_Texte de la page:_
Montée de sève dans l’Opéra Berlioz
Fêter le printemps un jour de tempête à Montpellier ? Le concert de l’Orchestre national de Montpellier Occitanie affiche « Harmonie printanière » et fait monter la sève symphonique et vocale. Cette dernière est portée par la somptueuse soprano Elza van den Heever.
Ce 21 mars 2025, la tempête fait rage et le repli dans l’Opéra Berlioz (Corum) se savoure tout particulièrement. Car le programme « Harmonie printanière » n’est pas une simple accroche de l’Opéra Orchestre national de Montpellier, mais bien une réalité acoustique. La montée de sève surgit déjà d’Alio (2002) d’Edith Canat de Chizy, pièce symphonique dont le fourmillement sonore et l’agitation nerveuse se ramifie. Si la pulsation demeure sagement régulière, le jeu de timbres la balaie avec une puissance comparable à celle des rafales au dehors. En voulant suggérer l’Ailleurs (Alio en latin), la compositrice malaxe les couleurs de chaque pupitre entre des riff de percussions sèches, rappelant la griffe d’un Maurice Ohana (qui a été son guide).
En seconde partie de concert, la sève schumanienne, celle du printemps amoureux et poétique du compositeur, s’écoule dans les mouvements de sa 1re Symphonie op. 38 (1841). Déclenchée par un poème allemand (« Dans la vallée fleurit le printemps »), l’inspiration de la Nature n’est plus anecdotique comme dans la Pastorale beethovénienne, pas encore métaphysique comme chez Mahler, mais suggestive à l’instar de ses lieder. La direction très claire de la jeune cheffe britannique, Stephanie Childress (2e prix du concours La Maestra en 2020), structure les élans et ruptures (1er mouvement), les rebonds et syncopes (Scherzo) et l’esprit de danse (Allegro animato e grazioso). Soulignons les envolées cadentielles de la flûte solo et les joyeux clairons de cornistes, si proches du style de C.M. von Weber.

_Données du corpus:_
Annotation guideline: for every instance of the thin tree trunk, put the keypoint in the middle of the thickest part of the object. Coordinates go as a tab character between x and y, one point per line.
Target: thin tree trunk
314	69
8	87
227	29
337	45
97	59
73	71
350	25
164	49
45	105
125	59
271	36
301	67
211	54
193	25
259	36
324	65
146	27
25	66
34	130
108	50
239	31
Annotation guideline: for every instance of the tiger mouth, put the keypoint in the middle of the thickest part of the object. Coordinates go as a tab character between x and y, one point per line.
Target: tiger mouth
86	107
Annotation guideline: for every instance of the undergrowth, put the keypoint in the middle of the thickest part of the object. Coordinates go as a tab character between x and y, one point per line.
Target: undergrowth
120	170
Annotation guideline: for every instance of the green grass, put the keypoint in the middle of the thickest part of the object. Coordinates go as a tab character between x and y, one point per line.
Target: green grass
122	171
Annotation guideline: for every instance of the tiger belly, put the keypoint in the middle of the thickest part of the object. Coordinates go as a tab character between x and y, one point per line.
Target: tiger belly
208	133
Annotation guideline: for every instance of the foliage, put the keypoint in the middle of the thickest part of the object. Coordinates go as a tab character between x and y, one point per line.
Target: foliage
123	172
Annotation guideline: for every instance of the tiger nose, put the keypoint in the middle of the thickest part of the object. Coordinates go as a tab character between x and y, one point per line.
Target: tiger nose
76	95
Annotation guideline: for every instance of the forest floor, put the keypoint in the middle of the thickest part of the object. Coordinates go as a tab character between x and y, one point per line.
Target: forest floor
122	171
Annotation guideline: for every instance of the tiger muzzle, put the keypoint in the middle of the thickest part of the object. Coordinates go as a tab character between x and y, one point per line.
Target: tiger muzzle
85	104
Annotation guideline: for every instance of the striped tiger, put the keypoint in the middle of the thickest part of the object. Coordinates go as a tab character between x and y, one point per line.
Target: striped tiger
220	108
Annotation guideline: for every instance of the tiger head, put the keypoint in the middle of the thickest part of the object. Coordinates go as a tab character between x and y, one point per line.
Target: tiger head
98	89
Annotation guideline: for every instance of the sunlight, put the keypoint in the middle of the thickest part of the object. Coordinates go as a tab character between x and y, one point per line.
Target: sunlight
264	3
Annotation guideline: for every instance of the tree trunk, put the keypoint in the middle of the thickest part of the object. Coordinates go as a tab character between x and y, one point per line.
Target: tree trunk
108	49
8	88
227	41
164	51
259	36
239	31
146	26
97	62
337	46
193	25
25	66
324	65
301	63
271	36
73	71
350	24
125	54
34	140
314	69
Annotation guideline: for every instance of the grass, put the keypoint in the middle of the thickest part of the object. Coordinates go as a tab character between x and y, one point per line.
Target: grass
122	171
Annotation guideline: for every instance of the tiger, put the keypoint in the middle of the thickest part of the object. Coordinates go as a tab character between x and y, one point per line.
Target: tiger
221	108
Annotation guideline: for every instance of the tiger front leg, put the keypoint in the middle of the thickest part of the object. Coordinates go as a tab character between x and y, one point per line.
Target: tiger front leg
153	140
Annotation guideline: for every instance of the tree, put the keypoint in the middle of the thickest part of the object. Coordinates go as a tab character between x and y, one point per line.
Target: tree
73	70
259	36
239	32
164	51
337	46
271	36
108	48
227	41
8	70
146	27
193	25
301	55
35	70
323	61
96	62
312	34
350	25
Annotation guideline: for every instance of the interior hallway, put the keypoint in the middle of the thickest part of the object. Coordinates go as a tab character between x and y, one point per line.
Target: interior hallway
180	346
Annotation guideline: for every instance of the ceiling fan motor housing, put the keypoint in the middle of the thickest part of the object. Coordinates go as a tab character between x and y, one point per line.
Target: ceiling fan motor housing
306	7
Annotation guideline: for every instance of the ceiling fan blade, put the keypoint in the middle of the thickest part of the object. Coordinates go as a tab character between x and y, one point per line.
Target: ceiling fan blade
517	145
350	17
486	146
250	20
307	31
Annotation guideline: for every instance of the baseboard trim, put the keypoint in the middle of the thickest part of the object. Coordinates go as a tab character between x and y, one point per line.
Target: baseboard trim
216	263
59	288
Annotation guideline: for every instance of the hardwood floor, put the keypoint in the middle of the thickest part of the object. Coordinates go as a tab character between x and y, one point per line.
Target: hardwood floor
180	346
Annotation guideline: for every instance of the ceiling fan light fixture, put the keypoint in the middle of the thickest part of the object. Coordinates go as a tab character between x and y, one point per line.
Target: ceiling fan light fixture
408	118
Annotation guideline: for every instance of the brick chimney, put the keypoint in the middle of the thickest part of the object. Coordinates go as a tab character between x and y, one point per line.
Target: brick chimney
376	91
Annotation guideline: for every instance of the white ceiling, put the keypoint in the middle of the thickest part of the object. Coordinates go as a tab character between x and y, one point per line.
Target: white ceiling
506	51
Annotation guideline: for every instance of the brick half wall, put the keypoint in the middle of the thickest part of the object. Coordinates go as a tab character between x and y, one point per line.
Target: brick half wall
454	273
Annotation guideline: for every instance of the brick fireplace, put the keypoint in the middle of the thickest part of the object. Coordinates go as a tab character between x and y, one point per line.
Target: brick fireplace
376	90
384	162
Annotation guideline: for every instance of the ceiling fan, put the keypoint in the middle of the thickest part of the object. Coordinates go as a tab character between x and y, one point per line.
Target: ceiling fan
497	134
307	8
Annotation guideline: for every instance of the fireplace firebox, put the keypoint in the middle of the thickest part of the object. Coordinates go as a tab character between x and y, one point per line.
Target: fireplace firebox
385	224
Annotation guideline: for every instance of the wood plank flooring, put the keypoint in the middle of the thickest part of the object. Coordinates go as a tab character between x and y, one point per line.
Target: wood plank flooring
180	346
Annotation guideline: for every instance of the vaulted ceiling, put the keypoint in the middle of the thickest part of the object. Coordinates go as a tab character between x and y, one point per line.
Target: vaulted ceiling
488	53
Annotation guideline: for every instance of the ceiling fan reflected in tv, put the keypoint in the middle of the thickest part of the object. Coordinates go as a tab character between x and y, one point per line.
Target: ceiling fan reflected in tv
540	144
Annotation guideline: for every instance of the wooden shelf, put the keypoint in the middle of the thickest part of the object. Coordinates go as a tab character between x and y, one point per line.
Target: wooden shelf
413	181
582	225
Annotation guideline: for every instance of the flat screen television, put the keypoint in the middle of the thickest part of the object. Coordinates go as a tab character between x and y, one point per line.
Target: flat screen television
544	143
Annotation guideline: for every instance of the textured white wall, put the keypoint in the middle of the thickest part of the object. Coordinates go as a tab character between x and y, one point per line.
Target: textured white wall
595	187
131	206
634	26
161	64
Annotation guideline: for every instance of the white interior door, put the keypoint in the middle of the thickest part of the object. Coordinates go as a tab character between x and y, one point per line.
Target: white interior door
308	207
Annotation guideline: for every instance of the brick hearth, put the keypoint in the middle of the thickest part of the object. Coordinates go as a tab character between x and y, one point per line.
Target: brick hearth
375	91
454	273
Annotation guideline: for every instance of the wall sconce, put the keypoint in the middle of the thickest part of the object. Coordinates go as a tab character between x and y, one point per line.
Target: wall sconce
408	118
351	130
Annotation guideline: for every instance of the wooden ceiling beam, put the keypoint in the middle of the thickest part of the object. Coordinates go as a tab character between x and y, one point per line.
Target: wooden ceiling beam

_Votre objectif:_
Répondez brièvement aux questions suivantes à partir de la critique du concert.
(a) À quelle date le concert a-t-il eu lieu ?
(b) Quel compositeur a été le guide d’Edith Canat de Chizy ?
(c) Quelle distinction Stephanie Childress a-t-elle obtenue en 2020 ?

_Réponse:_
(a) Le 21 mars 2025.
(b) Maurice Ohana.
(c) Le 2e prix du concours La Maestra.